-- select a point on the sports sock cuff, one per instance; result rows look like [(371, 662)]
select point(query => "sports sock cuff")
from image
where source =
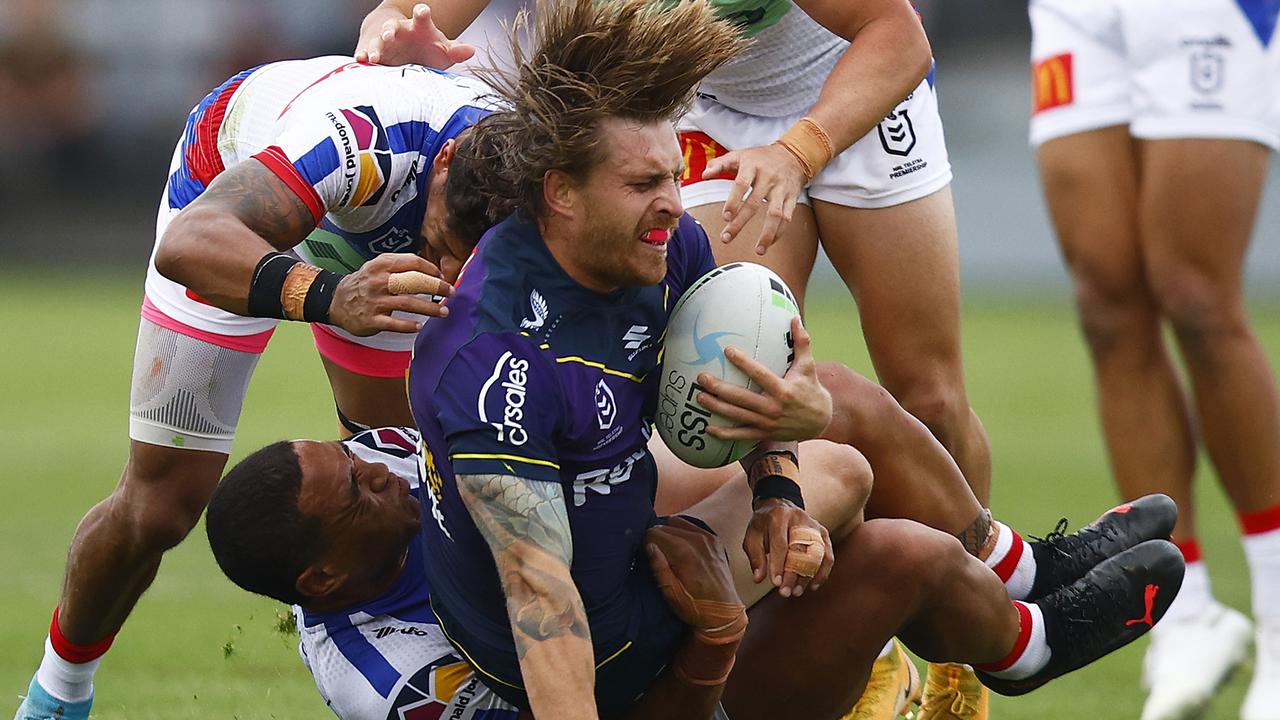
[(73, 652), (1191, 551), (1031, 650), (1013, 561), (1260, 520), (1262, 552)]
☆ ☆ ☆ ☆ ☆
WHAT THIS TASK INVOLVES: Look above for the line containing "select point(query =>", then retype it and each line after it to the end of the records, exactly and without pictures.

COMPLETED EXERCISE:
select point(query => "sports sock cuff")
from image
where source =
[(73, 652), (1191, 551), (1031, 650), (1013, 561), (1260, 520), (1262, 552)]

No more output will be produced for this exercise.